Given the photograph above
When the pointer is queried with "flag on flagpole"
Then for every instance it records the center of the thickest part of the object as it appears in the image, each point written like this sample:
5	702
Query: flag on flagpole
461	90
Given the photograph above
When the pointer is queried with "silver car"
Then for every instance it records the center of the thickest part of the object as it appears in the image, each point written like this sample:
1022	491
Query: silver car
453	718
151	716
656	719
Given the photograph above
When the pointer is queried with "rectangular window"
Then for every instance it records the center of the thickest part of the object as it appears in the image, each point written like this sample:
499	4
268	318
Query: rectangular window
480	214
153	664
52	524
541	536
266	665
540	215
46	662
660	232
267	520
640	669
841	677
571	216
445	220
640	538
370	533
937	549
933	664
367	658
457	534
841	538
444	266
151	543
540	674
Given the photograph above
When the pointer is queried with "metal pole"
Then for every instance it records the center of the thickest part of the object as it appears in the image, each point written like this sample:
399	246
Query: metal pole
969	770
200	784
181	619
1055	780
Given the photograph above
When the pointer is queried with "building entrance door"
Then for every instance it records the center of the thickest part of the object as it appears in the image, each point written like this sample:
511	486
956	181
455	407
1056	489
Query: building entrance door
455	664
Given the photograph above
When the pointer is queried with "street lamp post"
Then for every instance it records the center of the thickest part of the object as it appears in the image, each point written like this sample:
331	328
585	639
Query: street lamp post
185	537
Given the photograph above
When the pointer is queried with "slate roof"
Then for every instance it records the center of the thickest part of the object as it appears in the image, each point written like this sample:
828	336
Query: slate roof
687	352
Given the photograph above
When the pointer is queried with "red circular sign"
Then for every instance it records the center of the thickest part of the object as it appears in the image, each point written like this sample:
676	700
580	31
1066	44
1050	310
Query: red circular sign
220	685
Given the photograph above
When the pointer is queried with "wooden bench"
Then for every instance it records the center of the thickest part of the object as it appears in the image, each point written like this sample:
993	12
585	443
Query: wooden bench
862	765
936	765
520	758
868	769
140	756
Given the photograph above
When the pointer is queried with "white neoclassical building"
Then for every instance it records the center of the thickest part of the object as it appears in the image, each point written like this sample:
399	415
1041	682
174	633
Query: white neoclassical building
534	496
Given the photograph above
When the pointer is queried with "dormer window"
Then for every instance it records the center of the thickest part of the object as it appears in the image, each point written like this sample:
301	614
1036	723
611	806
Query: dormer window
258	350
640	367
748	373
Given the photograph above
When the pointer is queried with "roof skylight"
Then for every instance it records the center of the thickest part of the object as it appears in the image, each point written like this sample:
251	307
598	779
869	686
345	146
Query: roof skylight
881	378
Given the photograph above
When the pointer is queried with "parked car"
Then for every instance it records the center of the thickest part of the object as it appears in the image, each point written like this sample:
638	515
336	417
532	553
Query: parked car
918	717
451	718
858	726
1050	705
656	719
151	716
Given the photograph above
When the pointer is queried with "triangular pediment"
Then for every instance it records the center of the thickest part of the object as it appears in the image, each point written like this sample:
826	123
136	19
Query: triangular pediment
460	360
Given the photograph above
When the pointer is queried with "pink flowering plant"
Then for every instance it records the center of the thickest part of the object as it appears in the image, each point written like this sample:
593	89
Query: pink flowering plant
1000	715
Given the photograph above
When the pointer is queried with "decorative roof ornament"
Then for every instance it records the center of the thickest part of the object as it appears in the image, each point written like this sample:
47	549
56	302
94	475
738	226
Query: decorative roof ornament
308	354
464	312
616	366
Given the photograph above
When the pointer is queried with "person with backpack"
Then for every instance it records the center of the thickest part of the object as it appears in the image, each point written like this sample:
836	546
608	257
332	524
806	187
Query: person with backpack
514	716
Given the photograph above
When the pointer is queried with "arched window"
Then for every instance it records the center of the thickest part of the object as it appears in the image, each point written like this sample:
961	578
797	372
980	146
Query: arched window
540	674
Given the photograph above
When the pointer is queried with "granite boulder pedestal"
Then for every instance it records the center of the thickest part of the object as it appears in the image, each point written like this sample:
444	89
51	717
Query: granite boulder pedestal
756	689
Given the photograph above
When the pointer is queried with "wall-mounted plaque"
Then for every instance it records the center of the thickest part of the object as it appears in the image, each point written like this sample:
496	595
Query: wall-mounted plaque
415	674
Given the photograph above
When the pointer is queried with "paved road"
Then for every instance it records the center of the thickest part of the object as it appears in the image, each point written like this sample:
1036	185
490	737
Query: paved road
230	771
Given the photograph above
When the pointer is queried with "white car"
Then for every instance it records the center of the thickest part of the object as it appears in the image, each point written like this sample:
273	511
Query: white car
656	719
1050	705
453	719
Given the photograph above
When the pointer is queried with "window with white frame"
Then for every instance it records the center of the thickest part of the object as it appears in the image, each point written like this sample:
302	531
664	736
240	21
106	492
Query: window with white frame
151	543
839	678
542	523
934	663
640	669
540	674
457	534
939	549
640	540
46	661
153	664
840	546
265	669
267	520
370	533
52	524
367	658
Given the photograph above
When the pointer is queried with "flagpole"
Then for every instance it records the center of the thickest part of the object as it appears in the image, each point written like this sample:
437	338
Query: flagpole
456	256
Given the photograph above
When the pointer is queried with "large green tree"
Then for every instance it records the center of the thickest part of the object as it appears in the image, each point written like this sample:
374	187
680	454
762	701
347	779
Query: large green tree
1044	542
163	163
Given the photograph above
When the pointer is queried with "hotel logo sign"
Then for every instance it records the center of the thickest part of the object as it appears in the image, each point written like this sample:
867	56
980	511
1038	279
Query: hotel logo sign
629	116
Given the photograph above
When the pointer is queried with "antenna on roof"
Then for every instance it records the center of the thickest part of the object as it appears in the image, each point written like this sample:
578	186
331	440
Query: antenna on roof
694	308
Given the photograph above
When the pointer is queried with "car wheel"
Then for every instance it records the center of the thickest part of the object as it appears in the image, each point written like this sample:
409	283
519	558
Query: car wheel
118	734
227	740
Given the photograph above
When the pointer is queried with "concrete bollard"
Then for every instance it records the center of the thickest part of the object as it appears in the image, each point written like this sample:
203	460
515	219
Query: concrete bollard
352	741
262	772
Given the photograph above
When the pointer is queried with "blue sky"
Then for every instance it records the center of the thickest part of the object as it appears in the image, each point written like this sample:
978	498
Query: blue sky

**WHAT YOU NEED TO DO**: The full set of lines above should be retyped without a single change.

**ANSWER BOX**:
Given the photograph above
When the pointer is queried with "flag on flagpole"
Then for every instance it records the center of the thickest part of the object as it appears in the image, each point written like this sample:
5	702
Query: flag on flagpole
461	90
Given the photograph above
When the pointer is queried with "silver car"
Then for every instance it records the center of the thickest part of the object as it appears in the image, each point written like this sample:
1022	491
Query: silver car
453	718
151	716
656	719
Given the photograph above
When the pointer is queried with "rectangular window"
Then for every instance it records the center of the thickest part of the object as it appears in the image, each point written like this sample:
499	4
268	318
Query: rectangular window
480	214
153	664
52	524
541	536
266	665
540	215
46	662
660	232
267	520
640	669
841	677
571	216
445	220
640	538
370	533
937	549
933	664
367	658
457	534
841	538
444	266
151	543
540	674
Given the photograph above
When the pointer is queried with "metal pole"
Then for every instance it records the center of the thickest part of the object as it appears in the image, each point written like this sample:
399	246
Query: metal pole
969	770
200	784
181	619
1055	780
Given the photograph above
When the pointer is queried with "building entrance door"
Then for every instance it records the center of the thickest part of the object as it appears in the image, each point written like this sample:
511	486
956	181
455	407
1056	489
Query: building entrance door
455	664
Given the photograph above
When the pointer is queried with "street lamp post"
Then for every instance it records the center of the thickest part of the object as it appears in the image, each point written like this sample:
331	328
585	639
Query: street lamp post
185	537
Given the photograph above
When the pointer is queried with "slate roof"
Then for every instance it records the center of the thickest part of the object as it appears in the image, each point written like this sample:
828	336
Query: slate roof
687	352
Given the photograph above
When the pointer is queried with "red circular sign"
Then for every instance it records the center of the thickest part of the object as it appears in the image, each point written like this sample:
676	700
580	31
1066	44
1050	310
Query: red circular sign
220	685
Given the photograph above
When the pointer is queried with "wooden bench"
Then for every instance it records the center of the thickest part of the object as it appears in the image, each point written like this sample:
993	12
585	443
Query: wooden bench
862	765
936	765
520	758
868	769
140	756
Given the photograph above
When the pointer is queried with "white neoclassical building"
Then for every instance it records the center of the thickest part of the object as it appears in the image, each point written like this sample:
399	415
1041	682
174	633
Query: white neoclassical building
534	496
Given the photograph above
When the pointer is queried with "dormer window"
Then for every instance it records the center of the thickest part of the object as it appears in the image, each point written like this sample:
301	614
1036	723
611	806
Query: dormer window
258	350
640	367
748	373
Given the photograph above
When the pointer is queried with "roof skylight"
Then for every instance it records the center of the thickest part of the object as it appears in the image, each point written like this sample:
251	307
598	779
869	686
345	146
Query: roof skylight
881	378
Given the photograph above
When the pointer is queried with "parked car"
Then for every instance it records the center of the thickest part of the object as it appears in the image, each point written like this sample:
638	515
336	417
532	553
Query: parked car
918	717
451	718
858	726
1050	705
656	719
151	716
Given the photograph above
When the pointer is queried with "triangular pediment"
Then for every instance it records the center of the thickest part of the object as it appears in the image, each point written like this sample:
826	123
136	19
Query: triangular pediment
460	360
Given the photograph above
When the pointer is queried with "pink flowering plant"
Then for every instance it records the center of the thickest part of the object as it appears in the image, each point written like this sample:
593	89
Query: pink flowering plant
1000	715
Given the photograph above
When the pointer is queried with "decorative roof ornament"
Then for every instance it records the center of the thickest part of the object as it appears in the image, each point written like this sample:
47	549
56	302
94	475
738	226
Query: decorative roof ornament
308	354
464	312
616	366
Given the photograph above
When the pointer is queried with "person with backpack"
Then for every instance it records the center of the thickest part of the object as it appears in the image, each point written like this sample:
836	546
608	257
332	524
806	187
Query: person with backpack
514	716
Given the photograph above
When the pointer is queried with "arched window"
Then for every instance it records the center of the thickest part of the object as it appears in the image, each point written like this sample:
961	578
797	372
980	146
Query: arched window
540	674
Given the photograph above
When the pointer is queried with "granite boulder pedestal"
Then for every instance it records the center of the thickest part of the object as it appears in the image, each point written like this sample:
444	89
51	717
Query: granite boulder pedestal
756	689
Given the photograph above
When the pointer is queried with "wall-mounted plaque"
Then for every instance it records the center of the thickest part of the object as it appears in the image, each point written like this sample:
496	595
Query: wall-mounted plaque
415	674
Given the photograph above
When the pointer is queried with "paved road"
Then for every instance it records the center of the thickest part of the object as it appears in the image, each point written like this sample:
1036	185
490	737
Query: paved road
230	771
Given the photograph above
When the pointer is queried with "white car"
Then for every instance it records the center of the thickest part of the object as it appears in the image, each point written like this sample:
273	511
Query: white car
656	719
1050	705
453	719
Given the photograph above
When the pointer is queried with "window with white frame"
Then for every instance it records the center of the thickest part of the object as it appears in the image, each point written like this sample:
302	531
664	736
240	21
106	492
Query: window with white frame
151	543
839	678
542	523
934	663
640	669
540	674
457	534
939	549
640	540
46	661
153	664
840	546
265	669
267	520
370	533
52	524
367	658
Given the photograph above
When the pointer is queried with "flagpole"
Then for every instance it records the center of the thickest part of the object as it appears in the image, each point written like this sample:
437	338
Query: flagpole
456	256
Given the photograph above
When the pointer is queried with "large green tree"
Then for every instance it records the center of the thickest part of the object as it appears in the image, each point written like this sample:
374	187
680	454
762	701
347	779
Query: large green tree
1044	542
163	163
Given the photograph above
When the pointer is queried with "hotel logo sign"
Then for every instance it records the center of the thickest part of the object as it appears in the image, each point written like this sample:
867	56
980	511
1038	279
Query: hotel logo sign
629	116
Given the photograph above
When the pointer is queried with "antenna on roof"
Then for every instance it records the center of the thickest part of the object as it appears in the image, each point written like this sample:
578	186
331	440
Query: antenna on roof
694	308
Given the photograph above
When the pointer is queried with "car wheel"
Then for every instance it records the center of the thickest part of the object as it appears in the image, each point written like this sample:
409	283
519	558
Query: car wheel
118	734
227	740
Given the photograph above
When the pointer is queried with "concrete bollard"
Then for every instance it records the center of the thickest part of the object as it appears in the image, each point written like this sample:
203	460
515	219
Query: concrete bollard
352	741
262	772
Given the photograph above
When the pointer is queried with "blue sky"
Then for every instance it records the center of the thickest part of the object as it appears in the image, each point written like this sample:
978	498
Query: blue sky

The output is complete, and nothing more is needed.